===== Source document =====
See the chapter on "Generic Love, or, The Realism of Romance" but romance is also discussed elsewhere in the book, including the chapters on "World-Scaling: Literary Fiction in the Genre System" and "Unspeakable Conventionality: The Perversity of the Kindle," the latter of which mentions the "#Cockygate scandal" (185). The name of that chapter is identical to a paper by McGurl published the same year in American Literary History.
Here's part of the abstract:
Since it was first launched in 1994, Amazon has changed the world of literature. The “Everything Store” has not just transformed how we buy books; it has affected what we buy, and even what we read. In Everything and Less, acclaimed critic Mark McGurl explores this new world where writing is no longer categorized as high or lowbrow, literature or popular fiction.
Charting a course spanning from Henry James to E. L. James, McGurl shows that contemporary writing has less to do with writing per se than with the manner of its distribution. This consumerist logic—if you like this, you might also like ...—has reorganized the fiction universe so that literary prize-winners sit alongside fantasy, romance, fan fiction, and the infinite list of hybrid genres and self-published works.
This is an innovation to be cautiously celebrated. Amazon’s platform is not just a retail juggernaut but an aesthetic experiment driven by an unseen algorithm rivaling in the depths of its effects any major cultural shift in history. Here all fiction is genre fiction, and the niches range from the categories of crime and science fiction to the more refined interests of Adult Baby Diaper Lover erotica.
=====
- Tasks to carry out
(a) Using the text about Mark McGurl's book Everything and Less, answer these:
(i) In what year was Amazon first launched?
(ii) What page number is given for the mention of the "#Cockygate scandal"?
(iii) In which journal did McGurl publish a paper with the same name as the Kindle chapter?
(b) From the text about Mark McGurl's book Everything and Less, transcribe the passage starting with "See the chapter" and going on through "American Literary History.".
===== Records shown =====
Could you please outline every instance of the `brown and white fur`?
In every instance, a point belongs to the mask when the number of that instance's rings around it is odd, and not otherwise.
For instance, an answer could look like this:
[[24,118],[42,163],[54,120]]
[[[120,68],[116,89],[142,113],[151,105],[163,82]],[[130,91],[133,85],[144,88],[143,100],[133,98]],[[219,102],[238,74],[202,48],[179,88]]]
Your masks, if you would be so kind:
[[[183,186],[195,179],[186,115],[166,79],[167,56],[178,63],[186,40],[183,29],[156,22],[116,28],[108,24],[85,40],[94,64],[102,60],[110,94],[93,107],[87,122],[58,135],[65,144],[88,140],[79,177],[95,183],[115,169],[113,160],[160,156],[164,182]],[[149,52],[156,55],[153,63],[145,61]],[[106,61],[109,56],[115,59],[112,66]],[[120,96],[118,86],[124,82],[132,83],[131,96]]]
=====
- Solution list
(a)
(i) 1994
(ii) 185
(iii) American Literary History

(b)
See the chapter on "Generic Love, or, The Realism of Romance" but romance is also discussed elsewhere in the book, including the chapters on "World-Scaling: Literary Fiction in the Genre System" and "Unspeakable Conventionality: The Perversity of the Kindle," the latter of which mentions the "#Cockygate scandal" (185). The name of that chapter is identical to a paper by McGurl published the same year in American Literary History.